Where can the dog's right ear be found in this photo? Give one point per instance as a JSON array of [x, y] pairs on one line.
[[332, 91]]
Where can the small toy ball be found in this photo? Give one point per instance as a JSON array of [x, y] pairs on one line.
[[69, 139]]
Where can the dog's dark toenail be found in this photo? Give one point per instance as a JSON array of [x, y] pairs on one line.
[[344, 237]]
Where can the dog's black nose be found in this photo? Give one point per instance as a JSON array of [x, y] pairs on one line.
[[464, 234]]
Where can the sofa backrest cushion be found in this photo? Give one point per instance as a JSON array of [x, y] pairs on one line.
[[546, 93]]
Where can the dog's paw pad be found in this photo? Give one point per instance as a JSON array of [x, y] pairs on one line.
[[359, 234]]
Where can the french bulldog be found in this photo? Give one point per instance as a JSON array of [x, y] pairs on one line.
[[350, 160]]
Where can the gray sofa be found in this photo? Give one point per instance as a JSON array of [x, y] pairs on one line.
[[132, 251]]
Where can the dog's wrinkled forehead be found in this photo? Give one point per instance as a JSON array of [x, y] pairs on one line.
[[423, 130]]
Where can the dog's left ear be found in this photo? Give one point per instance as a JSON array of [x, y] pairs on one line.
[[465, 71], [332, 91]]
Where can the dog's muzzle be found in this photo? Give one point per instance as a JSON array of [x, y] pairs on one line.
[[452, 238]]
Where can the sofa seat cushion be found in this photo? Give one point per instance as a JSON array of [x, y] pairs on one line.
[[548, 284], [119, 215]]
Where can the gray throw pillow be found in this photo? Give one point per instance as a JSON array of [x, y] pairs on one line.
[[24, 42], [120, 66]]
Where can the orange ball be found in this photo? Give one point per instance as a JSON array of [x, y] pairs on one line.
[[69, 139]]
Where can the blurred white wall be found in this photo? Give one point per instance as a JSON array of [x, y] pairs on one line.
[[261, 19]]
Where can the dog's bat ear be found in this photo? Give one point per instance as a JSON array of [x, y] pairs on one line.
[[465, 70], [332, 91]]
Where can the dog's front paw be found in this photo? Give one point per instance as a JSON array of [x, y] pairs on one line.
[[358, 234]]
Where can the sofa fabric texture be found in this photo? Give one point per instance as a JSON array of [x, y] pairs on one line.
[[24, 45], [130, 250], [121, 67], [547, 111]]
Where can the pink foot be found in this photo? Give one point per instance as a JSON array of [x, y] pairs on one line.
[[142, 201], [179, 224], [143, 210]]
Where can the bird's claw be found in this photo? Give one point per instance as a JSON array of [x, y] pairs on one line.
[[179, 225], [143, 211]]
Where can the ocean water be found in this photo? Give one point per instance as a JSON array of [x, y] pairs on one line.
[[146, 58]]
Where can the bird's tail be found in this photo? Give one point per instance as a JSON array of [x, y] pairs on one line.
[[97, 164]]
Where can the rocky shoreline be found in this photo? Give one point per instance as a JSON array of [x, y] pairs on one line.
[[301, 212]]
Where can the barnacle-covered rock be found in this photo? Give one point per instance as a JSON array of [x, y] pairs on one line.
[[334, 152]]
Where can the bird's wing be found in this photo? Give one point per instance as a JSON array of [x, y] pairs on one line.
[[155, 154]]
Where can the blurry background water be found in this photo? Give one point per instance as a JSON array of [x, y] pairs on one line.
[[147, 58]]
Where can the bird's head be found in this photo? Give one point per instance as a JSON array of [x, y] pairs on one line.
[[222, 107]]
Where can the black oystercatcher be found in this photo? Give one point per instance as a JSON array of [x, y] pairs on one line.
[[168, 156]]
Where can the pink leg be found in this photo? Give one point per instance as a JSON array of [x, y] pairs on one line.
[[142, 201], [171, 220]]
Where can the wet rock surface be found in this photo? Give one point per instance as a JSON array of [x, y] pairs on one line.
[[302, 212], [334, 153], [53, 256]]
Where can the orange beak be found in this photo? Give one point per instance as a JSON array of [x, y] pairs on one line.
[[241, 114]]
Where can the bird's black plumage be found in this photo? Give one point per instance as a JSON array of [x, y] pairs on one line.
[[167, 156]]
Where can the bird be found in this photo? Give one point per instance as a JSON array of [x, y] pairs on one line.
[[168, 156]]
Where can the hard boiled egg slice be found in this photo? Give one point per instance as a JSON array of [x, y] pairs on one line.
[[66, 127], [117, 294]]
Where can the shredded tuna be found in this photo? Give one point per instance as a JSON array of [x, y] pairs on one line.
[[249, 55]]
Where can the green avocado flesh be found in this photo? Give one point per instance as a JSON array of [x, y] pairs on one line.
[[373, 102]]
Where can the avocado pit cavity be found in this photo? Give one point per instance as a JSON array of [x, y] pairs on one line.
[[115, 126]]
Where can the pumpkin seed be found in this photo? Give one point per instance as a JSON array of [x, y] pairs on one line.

* **TASK DETAILS**:
Reproduce the entries from the line containing "Where can the dog's muzzle" through the line containing "[[548, 284], [119, 215]]", swapping "in this photo" for "in this image" and leaving everything else unchanged.

* **EXPECTED OUTPUT**:
Where can the dog's muzzle be found in this image? Give one point per instance as a JSON array of [x, y] pairs on one line.
[[452, 238]]
Where can the sofa seat cushion be found in this image? Give one point per instance as a JSON array of [x, y] pairs on one line.
[[548, 284], [119, 215]]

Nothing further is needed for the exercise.